GIVEN PASSAGE:

## start

Step 2: Level the Playing Field: Create Guardrails for Behavior

Early in her consulting career, Helen worked with a colleague who she describes as an outstanding leader and manager and as someone with the capacity to be competent, engaging, and empathetic all at once in her client interactions. It was a highly effective mix. Even in tough rooms filled with hard-charging executives, she always found ways to win people over.

The catch? She was the only one among her peers with a four-day workweek. She was adamant about spending that extra day off with her kids, and she rarely wavered when pressured by clients, colleagues, or just her heavy workload. Instead she carefully crafted her schedule to make it all work. She didn't shoulder any fewer assignments than her colleagues and her results were just as good, if not better.

## end

DATA LINES:
## start

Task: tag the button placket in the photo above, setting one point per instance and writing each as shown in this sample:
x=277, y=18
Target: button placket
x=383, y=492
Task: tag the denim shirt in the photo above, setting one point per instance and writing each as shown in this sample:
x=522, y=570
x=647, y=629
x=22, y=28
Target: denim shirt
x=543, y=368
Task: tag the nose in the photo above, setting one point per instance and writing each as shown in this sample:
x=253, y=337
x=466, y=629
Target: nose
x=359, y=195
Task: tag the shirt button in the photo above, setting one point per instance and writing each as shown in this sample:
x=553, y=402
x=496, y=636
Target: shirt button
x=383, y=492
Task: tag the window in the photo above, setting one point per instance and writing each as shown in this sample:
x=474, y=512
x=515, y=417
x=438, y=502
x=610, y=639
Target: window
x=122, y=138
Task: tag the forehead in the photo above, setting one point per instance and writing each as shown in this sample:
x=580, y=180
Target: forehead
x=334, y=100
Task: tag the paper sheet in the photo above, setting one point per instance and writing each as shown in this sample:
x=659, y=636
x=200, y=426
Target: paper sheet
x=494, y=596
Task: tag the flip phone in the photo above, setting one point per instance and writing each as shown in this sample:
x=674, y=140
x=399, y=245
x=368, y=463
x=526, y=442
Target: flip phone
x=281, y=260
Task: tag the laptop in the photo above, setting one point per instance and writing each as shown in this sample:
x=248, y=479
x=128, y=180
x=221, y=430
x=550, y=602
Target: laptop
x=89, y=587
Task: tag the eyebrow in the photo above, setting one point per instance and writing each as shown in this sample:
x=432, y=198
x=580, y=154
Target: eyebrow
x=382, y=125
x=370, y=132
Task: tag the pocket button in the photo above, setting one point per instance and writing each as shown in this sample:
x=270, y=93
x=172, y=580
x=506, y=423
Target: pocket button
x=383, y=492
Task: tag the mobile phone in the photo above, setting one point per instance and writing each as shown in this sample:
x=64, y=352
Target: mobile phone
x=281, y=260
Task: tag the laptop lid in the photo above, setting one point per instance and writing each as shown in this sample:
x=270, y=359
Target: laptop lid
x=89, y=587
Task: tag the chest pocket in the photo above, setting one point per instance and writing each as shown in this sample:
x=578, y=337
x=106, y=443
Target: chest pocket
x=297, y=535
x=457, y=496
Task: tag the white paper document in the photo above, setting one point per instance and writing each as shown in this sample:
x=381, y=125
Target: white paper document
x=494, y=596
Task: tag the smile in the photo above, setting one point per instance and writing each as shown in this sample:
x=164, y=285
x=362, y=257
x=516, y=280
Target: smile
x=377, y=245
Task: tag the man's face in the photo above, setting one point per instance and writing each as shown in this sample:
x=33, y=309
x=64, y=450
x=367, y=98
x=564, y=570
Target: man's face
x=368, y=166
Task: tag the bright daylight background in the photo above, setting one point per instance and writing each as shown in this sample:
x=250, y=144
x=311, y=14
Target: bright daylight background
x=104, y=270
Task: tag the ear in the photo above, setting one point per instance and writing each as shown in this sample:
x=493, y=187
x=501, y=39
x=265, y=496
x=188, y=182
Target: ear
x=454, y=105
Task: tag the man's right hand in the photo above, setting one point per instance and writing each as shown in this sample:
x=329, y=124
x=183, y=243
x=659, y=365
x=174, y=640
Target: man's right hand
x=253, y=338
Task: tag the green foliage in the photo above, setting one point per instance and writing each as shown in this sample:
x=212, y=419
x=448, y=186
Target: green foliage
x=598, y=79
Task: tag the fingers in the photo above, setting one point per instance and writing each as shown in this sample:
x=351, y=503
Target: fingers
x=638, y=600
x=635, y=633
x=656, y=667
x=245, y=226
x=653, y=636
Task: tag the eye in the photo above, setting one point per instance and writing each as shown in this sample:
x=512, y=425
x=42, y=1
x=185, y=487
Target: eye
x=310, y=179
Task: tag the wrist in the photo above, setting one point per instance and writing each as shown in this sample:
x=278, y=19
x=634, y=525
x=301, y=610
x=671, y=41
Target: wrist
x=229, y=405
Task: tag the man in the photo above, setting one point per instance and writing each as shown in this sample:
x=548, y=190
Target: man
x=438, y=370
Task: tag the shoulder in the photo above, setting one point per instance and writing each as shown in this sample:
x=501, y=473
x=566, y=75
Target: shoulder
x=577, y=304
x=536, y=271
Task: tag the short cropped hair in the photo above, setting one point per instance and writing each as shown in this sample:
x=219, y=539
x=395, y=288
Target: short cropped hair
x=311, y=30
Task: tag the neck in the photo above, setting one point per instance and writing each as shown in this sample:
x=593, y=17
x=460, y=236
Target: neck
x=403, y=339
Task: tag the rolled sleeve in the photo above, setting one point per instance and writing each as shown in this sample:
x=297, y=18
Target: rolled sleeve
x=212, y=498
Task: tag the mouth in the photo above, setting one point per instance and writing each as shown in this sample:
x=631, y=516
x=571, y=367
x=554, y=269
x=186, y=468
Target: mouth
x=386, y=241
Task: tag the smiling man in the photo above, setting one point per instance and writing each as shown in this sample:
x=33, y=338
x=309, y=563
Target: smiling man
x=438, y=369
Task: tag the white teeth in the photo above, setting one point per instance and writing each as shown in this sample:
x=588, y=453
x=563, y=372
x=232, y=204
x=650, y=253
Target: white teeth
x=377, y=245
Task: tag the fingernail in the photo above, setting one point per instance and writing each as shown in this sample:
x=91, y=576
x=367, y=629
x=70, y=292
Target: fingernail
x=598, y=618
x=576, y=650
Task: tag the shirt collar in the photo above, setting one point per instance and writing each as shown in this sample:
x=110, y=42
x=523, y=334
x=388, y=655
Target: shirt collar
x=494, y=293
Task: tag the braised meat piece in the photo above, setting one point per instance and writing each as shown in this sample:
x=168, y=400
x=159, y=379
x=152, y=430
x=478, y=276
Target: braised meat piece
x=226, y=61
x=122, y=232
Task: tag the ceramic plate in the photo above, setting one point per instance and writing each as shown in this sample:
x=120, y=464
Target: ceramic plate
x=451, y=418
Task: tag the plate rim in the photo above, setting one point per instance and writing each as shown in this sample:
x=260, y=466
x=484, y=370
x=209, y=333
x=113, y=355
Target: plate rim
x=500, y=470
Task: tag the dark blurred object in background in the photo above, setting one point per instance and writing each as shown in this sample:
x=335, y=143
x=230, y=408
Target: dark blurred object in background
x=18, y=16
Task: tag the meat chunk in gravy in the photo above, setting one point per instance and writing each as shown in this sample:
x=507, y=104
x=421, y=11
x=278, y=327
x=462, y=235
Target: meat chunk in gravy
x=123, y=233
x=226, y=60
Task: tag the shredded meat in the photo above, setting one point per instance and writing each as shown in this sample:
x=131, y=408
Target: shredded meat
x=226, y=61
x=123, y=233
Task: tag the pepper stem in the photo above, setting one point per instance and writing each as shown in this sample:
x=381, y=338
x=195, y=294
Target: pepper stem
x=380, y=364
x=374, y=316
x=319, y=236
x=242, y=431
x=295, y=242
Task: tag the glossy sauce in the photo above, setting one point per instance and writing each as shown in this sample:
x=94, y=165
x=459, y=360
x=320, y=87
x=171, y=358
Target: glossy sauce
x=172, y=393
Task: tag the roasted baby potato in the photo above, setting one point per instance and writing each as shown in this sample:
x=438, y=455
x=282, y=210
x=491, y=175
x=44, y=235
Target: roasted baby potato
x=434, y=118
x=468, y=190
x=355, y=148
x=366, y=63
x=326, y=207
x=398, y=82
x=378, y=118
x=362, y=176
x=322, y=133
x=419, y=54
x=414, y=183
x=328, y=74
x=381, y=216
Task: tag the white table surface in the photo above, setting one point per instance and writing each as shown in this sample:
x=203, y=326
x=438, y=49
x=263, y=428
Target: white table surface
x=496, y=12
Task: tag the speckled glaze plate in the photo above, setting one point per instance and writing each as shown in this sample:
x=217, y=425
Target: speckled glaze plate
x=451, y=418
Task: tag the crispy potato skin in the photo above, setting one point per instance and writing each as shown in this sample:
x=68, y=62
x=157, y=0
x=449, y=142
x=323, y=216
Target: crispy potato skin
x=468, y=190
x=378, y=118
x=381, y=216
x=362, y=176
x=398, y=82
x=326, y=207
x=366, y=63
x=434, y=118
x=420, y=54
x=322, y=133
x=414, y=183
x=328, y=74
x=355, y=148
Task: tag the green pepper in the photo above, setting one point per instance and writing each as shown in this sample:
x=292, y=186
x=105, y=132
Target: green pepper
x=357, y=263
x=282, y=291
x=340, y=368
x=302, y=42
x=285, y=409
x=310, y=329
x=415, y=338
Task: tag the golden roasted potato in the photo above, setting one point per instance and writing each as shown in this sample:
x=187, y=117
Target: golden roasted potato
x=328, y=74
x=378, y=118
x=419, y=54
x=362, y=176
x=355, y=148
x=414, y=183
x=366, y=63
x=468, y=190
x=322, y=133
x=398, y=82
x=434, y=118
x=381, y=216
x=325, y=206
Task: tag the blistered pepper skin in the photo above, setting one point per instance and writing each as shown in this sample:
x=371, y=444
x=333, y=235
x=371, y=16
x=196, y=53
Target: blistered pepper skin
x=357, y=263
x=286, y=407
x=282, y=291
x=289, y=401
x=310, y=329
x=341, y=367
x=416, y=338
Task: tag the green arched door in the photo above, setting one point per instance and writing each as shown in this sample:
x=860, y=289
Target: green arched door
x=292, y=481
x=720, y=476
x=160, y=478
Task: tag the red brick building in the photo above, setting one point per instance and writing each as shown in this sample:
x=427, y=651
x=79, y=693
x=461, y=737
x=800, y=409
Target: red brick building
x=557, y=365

## end

EXERCISE DESCRIPTION: Rewrite everything from "Early in her" down to "if not better." in the passage about Helen's colleague, changing "heavy workload" to "demanding workload".

ANSWER TO THIS TASK:
Early in her consulting career, Helen worked with a colleague who she describes as an outstanding leader and manager and as someone with the capacity to be competent, engaging, and empathetic all at once in her client interactions. It was a highly effective mix. Even in tough rooms filled with hard-charging executives, she always found ways to win people over.

The catch? She was the only one among her peers with a four-day workweek. She was adamant about spending that extra day off with her kids, and she rarely wavered when pressured by clients, colleagues, or just her demanding workload. Instead she carefully crafted her schedule to make it all work. She didn't shoulder any fewer assignments than her colleagues and her results were just as good, if not better.